■ Aim ■
Copy word for word the stretch of rows below, from the first row through the line that contains "pixel 505 211", including both ends.
○ ○ ○ ○ ○
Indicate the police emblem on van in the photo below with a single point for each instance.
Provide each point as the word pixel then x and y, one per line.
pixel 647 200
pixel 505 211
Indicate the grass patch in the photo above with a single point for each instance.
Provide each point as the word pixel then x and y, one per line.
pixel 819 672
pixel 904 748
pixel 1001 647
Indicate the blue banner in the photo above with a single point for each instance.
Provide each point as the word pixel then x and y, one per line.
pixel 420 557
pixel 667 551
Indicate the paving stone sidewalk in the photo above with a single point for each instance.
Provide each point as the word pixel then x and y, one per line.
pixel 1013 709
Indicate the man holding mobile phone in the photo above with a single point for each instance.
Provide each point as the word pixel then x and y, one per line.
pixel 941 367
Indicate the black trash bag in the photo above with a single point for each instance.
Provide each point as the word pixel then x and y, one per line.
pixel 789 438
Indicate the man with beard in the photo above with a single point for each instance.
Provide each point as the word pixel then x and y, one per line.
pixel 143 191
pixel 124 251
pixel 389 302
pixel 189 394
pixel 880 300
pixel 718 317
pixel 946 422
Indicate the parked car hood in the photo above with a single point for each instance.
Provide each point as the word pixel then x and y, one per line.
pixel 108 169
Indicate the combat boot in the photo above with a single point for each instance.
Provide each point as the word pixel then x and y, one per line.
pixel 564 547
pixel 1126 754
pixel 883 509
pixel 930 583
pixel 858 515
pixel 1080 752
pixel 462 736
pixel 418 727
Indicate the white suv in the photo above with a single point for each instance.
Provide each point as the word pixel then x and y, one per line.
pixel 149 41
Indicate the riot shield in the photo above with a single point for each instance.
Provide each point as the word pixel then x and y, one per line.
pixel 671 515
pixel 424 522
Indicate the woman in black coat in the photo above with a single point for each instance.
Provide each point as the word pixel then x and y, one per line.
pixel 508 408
○ ○ ○ ○ ○
■ Exercise output ■
Indicate the police emblem on van in the photo below with a single point for each instance.
Provide each point as the word pixel then x and y, one per line.
pixel 647 200
pixel 505 211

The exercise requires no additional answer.